→ What the task requires:
Exact repetition is the task: copy every entry below.

→ Source records:
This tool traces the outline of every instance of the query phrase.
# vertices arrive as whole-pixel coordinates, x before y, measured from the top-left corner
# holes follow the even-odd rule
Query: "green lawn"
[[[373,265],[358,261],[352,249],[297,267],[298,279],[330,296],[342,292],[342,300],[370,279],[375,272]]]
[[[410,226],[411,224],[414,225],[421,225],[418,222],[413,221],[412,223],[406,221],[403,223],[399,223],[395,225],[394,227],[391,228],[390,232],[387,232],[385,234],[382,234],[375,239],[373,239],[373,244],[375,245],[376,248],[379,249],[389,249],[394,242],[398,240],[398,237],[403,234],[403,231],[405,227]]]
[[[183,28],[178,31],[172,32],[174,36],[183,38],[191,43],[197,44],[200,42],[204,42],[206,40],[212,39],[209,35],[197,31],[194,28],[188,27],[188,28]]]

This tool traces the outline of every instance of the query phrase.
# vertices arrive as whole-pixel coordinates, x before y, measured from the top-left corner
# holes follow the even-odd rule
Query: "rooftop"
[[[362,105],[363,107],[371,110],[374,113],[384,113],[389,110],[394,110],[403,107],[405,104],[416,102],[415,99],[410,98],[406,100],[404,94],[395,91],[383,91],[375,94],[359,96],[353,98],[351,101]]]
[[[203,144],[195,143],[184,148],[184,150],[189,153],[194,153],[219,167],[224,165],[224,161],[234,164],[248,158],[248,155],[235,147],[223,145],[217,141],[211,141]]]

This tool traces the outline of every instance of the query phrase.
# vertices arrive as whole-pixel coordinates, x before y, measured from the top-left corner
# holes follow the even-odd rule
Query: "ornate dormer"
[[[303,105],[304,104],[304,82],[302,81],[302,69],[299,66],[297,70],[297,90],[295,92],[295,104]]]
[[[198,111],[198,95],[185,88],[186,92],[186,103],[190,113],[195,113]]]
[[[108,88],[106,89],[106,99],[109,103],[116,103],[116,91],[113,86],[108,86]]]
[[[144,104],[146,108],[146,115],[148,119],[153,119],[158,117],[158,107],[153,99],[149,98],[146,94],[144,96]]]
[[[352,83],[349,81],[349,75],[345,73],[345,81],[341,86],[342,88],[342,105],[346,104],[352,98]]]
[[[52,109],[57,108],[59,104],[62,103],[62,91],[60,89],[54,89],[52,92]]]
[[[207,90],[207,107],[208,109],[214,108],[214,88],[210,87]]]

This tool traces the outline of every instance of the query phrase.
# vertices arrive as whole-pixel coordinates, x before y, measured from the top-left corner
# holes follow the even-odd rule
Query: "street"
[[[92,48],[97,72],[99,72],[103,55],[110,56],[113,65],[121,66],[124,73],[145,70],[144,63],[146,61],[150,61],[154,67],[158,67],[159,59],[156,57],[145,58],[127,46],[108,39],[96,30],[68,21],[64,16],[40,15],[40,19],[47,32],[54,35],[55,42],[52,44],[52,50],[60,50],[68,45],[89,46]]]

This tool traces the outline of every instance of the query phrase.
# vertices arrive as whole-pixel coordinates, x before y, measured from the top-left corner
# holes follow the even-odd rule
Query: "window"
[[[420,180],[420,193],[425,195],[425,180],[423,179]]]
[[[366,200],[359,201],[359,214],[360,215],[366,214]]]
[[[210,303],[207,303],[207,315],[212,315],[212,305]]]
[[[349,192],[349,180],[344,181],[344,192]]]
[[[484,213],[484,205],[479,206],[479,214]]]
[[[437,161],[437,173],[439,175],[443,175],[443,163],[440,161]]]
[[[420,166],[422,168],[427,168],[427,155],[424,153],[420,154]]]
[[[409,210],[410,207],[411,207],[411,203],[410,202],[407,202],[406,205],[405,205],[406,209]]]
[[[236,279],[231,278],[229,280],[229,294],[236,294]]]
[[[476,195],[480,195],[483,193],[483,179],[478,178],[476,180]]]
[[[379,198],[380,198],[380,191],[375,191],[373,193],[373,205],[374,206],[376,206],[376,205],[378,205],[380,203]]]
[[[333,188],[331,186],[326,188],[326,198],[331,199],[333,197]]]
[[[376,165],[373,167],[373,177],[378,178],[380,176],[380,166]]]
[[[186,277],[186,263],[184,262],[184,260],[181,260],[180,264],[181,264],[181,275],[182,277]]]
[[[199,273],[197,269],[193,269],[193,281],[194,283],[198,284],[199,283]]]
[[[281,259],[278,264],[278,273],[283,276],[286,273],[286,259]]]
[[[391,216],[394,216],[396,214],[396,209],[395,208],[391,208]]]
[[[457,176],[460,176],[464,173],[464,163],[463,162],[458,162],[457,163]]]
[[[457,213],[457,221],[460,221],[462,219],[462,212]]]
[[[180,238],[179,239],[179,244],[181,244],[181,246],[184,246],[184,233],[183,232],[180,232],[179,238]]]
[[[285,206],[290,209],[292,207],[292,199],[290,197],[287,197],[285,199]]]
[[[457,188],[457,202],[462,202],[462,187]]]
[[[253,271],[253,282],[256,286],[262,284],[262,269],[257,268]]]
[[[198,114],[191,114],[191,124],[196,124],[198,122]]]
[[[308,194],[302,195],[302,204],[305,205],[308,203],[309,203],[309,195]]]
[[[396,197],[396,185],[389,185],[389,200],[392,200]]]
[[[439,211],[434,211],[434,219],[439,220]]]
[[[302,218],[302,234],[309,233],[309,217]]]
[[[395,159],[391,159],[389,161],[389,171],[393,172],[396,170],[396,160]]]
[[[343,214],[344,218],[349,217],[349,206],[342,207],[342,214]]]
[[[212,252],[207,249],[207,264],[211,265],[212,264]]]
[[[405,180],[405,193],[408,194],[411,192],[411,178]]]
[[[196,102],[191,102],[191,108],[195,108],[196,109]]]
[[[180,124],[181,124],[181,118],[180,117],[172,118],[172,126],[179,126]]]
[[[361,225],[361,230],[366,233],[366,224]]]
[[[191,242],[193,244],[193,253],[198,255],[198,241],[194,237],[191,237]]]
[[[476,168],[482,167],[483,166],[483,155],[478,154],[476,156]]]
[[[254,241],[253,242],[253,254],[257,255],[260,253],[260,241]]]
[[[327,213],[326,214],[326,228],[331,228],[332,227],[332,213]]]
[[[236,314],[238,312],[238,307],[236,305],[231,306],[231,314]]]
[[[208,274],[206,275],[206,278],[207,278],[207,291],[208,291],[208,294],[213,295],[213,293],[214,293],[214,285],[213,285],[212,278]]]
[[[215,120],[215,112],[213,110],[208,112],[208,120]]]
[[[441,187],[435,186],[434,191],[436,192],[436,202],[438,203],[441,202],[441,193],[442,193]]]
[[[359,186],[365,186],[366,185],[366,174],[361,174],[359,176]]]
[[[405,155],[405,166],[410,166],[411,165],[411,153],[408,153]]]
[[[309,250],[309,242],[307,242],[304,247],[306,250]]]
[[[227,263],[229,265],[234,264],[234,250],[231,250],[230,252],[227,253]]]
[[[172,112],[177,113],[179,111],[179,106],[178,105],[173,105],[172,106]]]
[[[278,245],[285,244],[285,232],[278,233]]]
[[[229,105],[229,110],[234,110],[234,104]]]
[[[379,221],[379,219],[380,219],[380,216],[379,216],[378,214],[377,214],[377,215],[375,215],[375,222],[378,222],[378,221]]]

→ Answer for this exercise:
This tool traces the outline of every instance of the query phrase.
# vertices arrive as whole-pixel coordinates, x before y, measured from the top-left corner
# holes follow the even-odd rule
Query: "green lawn"
[[[373,265],[358,261],[352,249],[297,267],[298,279],[330,296],[342,292],[342,300],[370,279],[375,272]]]
[[[410,226],[411,224],[414,225],[421,225],[418,222],[413,221],[412,223],[406,221],[403,223],[399,223],[395,225],[394,227],[391,228],[390,232],[387,232],[385,234],[382,234],[375,239],[373,239],[373,244],[375,245],[376,248],[379,249],[389,249],[394,242],[398,240],[398,237],[403,234],[403,231],[405,227]]]
[[[183,28],[178,31],[172,32],[174,36],[183,38],[191,43],[197,44],[200,42],[204,42],[206,40],[212,39],[209,35],[197,31],[194,28],[188,27],[188,28]]]

This tool traces the outline of every instance of the query phrase.
# vertices arrive as whole-pixel coordinates, x before y, measured from the top-left corner
# holes follow the even-odd rule
Query: "rooftop"
[[[362,105],[363,107],[371,110],[374,113],[384,113],[389,110],[394,110],[403,107],[405,104],[416,102],[415,99],[410,98],[406,100],[404,94],[395,91],[383,91],[375,94],[359,96],[353,98],[351,101]]]
[[[203,144],[195,143],[184,148],[184,150],[189,153],[194,153],[219,167],[224,165],[224,161],[234,164],[248,158],[248,155],[235,147],[223,145],[217,141],[211,141]]]

This tool traces the outline of every instance of the query phrase.
# vertices arrive as whole-pixel coordinates, x before y, measured from the top-left corner
# holes follow the even-odd rule
Query: "ornate dormer"
[[[303,105],[304,104],[304,82],[302,81],[302,69],[299,66],[297,70],[297,90],[295,92],[295,104]]]
[[[198,111],[198,95],[185,88],[186,92],[186,103],[190,113],[195,113]]]
[[[108,88],[106,89],[106,99],[109,103],[116,103],[116,91],[113,86],[108,86]]]
[[[144,104],[146,108],[146,115],[148,119],[153,119],[158,117],[158,107],[153,99],[149,98],[146,94],[144,96]]]
[[[352,83],[349,81],[349,75],[345,73],[345,81],[341,86],[342,88],[342,105],[346,104],[352,98]]]
[[[52,109],[57,108],[59,104],[62,103],[62,91],[60,89],[54,89],[52,92]]]
[[[207,90],[207,107],[208,109],[214,108],[214,88],[210,87]]]

This tool traces the outline of every instance of the query phrase.
# vertices arrive as whole-pixel coordinates, x before y, measured from the top-left corner
# holes follow the even-odd rule
Query: "street"
[[[92,48],[97,72],[99,72],[103,55],[110,56],[113,65],[121,66],[124,73],[145,70],[144,63],[146,61],[150,61],[154,67],[158,67],[159,59],[156,57],[145,58],[127,46],[108,39],[96,30],[68,21],[64,16],[40,15],[40,19],[47,32],[54,35],[55,42],[52,44],[52,50],[60,50],[68,45],[89,46]]]

This tool traces the outline of every instance of the query phrase.
# vertices arrive as whole-pixel coordinates, x before y, measured from the top-left corner
# holes follow the even-odd rule
Query: "window"
[[[420,180],[420,193],[425,195],[425,180],[423,179]]]
[[[366,200],[359,201],[359,214],[360,215],[366,214]]]
[[[210,303],[207,303],[207,315],[212,315],[212,305]]]
[[[349,192],[349,180],[344,181],[344,192]]]
[[[484,213],[484,205],[479,206],[479,214]]]
[[[437,161],[437,173],[439,175],[443,175],[443,163],[440,161]]]
[[[420,166],[422,168],[427,168],[427,155],[424,153],[420,154]]]
[[[409,210],[410,207],[411,207],[411,203],[410,202],[407,202],[406,205],[405,205],[406,209]]]
[[[236,279],[231,278],[229,280],[229,294],[236,294]]]
[[[476,195],[480,195],[483,193],[483,179],[478,178],[476,180]]]
[[[379,198],[380,198],[380,191],[375,191],[373,193],[373,205],[374,206],[376,206],[376,205],[378,205],[380,203]]]
[[[333,188],[331,186],[326,188],[326,198],[331,199],[333,197]]]
[[[376,165],[373,167],[373,177],[378,178],[380,176],[380,166]]]
[[[186,277],[186,263],[184,262],[184,260],[181,260],[180,264],[181,264],[181,275],[182,277]]]
[[[199,273],[197,269],[193,269],[193,281],[194,283],[198,284],[199,283]]]
[[[281,259],[278,264],[278,273],[283,276],[286,273],[286,259]]]
[[[391,216],[394,216],[396,214],[396,209],[395,208],[391,208]]]
[[[457,176],[460,176],[464,173],[464,163],[463,162],[458,162],[457,163]]]
[[[457,213],[457,221],[460,221],[462,219],[462,212]]]
[[[180,238],[179,239],[179,244],[181,244],[181,246],[184,246],[184,233],[183,232],[180,232],[179,238]]]
[[[285,206],[290,209],[292,207],[292,199],[290,197],[287,197],[285,199]]]
[[[457,188],[457,202],[462,202],[462,187]]]
[[[253,271],[253,282],[256,286],[262,284],[262,269],[257,268]]]
[[[198,114],[191,114],[191,124],[196,124],[198,122]]]
[[[308,194],[302,195],[302,204],[305,205],[308,203],[309,203],[309,195]]]
[[[396,197],[396,185],[389,185],[389,200],[392,200]]]
[[[439,211],[434,211],[434,219],[439,220]]]
[[[302,218],[302,234],[309,233],[309,217]]]
[[[395,159],[391,159],[389,161],[389,171],[393,172],[396,170],[396,160]]]
[[[343,214],[344,218],[349,217],[349,206],[342,207],[342,214]]]
[[[212,252],[207,249],[207,264],[211,265],[212,264]]]
[[[405,180],[405,193],[408,194],[411,192],[411,178]]]
[[[196,102],[191,102],[191,108],[195,108],[196,109]]]
[[[180,124],[181,124],[181,118],[180,117],[172,118],[172,126],[179,126]]]
[[[361,225],[361,230],[366,233],[366,224]]]
[[[191,242],[193,244],[193,253],[198,255],[198,241],[194,237],[191,237]]]
[[[476,168],[482,167],[483,166],[483,155],[478,154],[476,156]]]
[[[254,241],[253,242],[253,254],[257,255],[260,253],[260,241]]]
[[[327,213],[326,214],[326,228],[331,228],[332,227],[332,213]]]
[[[236,314],[238,312],[238,307],[236,305],[231,306],[231,314]]]
[[[208,274],[206,275],[206,278],[207,278],[207,291],[208,291],[208,294],[213,295],[213,293],[214,293],[214,285],[213,285],[212,278]]]
[[[215,120],[215,112],[213,110],[208,112],[208,120]]]
[[[441,187],[435,186],[434,191],[436,192],[436,202],[438,203],[441,202],[441,193],[442,193]]]
[[[359,186],[365,186],[366,185],[366,174],[361,174],[359,176]]]
[[[405,155],[405,166],[410,166],[411,165],[411,153],[408,153]]]
[[[309,250],[309,242],[307,242],[304,247],[306,250]]]
[[[227,263],[229,265],[234,264],[234,250],[231,250],[230,252],[227,253]]]
[[[172,112],[177,113],[179,111],[179,106],[178,105],[173,105],[172,106]]]
[[[278,245],[285,244],[285,232],[278,233]]]
[[[229,105],[229,110],[234,110],[234,104]]]
[[[379,221],[379,219],[380,219],[380,216],[379,216],[378,214],[377,214],[377,215],[375,215],[375,222],[378,222],[378,221]]]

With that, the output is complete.